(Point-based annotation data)
* start *
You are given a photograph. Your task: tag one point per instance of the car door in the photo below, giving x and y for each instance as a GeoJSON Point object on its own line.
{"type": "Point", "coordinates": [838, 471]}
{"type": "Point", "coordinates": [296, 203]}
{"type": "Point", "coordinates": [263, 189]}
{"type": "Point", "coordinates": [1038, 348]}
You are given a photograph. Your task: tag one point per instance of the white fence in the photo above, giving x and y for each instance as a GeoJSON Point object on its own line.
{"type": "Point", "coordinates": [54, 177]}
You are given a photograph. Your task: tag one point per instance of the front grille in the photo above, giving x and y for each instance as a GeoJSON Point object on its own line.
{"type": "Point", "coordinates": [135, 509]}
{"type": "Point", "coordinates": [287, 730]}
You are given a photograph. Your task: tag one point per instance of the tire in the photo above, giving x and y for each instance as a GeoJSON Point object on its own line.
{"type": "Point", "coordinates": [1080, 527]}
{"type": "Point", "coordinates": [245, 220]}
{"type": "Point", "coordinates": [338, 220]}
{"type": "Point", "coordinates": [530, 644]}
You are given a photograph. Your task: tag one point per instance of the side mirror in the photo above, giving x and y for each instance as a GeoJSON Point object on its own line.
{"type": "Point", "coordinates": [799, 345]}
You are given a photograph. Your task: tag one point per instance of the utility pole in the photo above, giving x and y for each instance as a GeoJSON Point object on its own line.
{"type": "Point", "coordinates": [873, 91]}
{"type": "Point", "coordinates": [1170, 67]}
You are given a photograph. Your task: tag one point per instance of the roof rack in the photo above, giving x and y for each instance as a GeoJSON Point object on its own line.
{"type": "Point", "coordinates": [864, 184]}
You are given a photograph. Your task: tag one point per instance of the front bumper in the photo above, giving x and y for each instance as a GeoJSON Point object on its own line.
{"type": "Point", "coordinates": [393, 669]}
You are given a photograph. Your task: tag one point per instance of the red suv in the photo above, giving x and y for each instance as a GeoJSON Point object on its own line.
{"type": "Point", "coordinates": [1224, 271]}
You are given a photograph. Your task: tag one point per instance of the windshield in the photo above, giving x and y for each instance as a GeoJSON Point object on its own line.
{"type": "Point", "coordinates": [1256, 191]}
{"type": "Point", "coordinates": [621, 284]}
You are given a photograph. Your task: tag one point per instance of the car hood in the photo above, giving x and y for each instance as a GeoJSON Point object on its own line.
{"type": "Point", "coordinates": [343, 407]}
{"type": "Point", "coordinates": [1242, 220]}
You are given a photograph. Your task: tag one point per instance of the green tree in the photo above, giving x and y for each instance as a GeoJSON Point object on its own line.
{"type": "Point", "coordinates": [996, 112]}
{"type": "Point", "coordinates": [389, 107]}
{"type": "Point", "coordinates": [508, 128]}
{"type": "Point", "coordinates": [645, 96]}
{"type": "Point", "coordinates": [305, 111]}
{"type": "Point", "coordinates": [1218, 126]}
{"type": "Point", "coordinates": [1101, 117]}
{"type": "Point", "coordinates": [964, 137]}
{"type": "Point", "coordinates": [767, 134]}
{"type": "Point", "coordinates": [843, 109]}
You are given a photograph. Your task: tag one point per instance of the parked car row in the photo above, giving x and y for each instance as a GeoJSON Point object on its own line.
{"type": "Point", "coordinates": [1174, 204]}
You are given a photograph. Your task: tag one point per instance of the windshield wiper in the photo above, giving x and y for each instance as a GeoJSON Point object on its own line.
* end *
**Task prompt**: Reproduce the final stretch of the data above: every line from the one holding "the red suv" through the end, inclusive, exactly as written and nothing else.

**Output of the exercise**:
You are given a photograph. Your task: tag one point per instance of the red suv in the photo above, giving x and y for each instance as a GeoJSON Point object on its own line.
{"type": "Point", "coordinates": [1224, 271]}
You are given a photograph. Your task: tag one point per instance of the windshield in the photo above, giving x and y for each instance as a GeoJSON Point object on its own line.
{"type": "Point", "coordinates": [1256, 191]}
{"type": "Point", "coordinates": [621, 284]}
You are given a photograph. Your task: tag one point per instance of the car hood in the photo above, giving x and y for each instance as a GeoJSON Point object on its own line.
{"type": "Point", "coordinates": [343, 407]}
{"type": "Point", "coordinates": [1242, 220]}
You are given a photograph. Your task: tag one point per instance of the green tree in the photo above, giving x and y for each instance as a GeoJSON Point object on its own line.
{"type": "Point", "coordinates": [996, 112]}
{"type": "Point", "coordinates": [389, 107]}
{"type": "Point", "coordinates": [508, 128]}
{"type": "Point", "coordinates": [645, 96]}
{"type": "Point", "coordinates": [305, 111]}
{"type": "Point", "coordinates": [1218, 126]}
{"type": "Point", "coordinates": [1101, 117]}
{"type": "Point", "coordinates": [964, 137]}
{"type": "Point", "coordinates": [767, 134]}
{"type": "Point", "coordinates": [843, 109]}
You are given a photograph. Your task: tag one point per instance of the parked car row in the photo above, giving x and y for each instance as a GeoJSON Point object on its own line.
{"type": "Point", "coordinates": [1174, 204]}
You are given a photograph. Your task: tag one point per instance of the windshield wiper in the photo above, giving x and y for each instance as a GeoJSON Point object on its own line.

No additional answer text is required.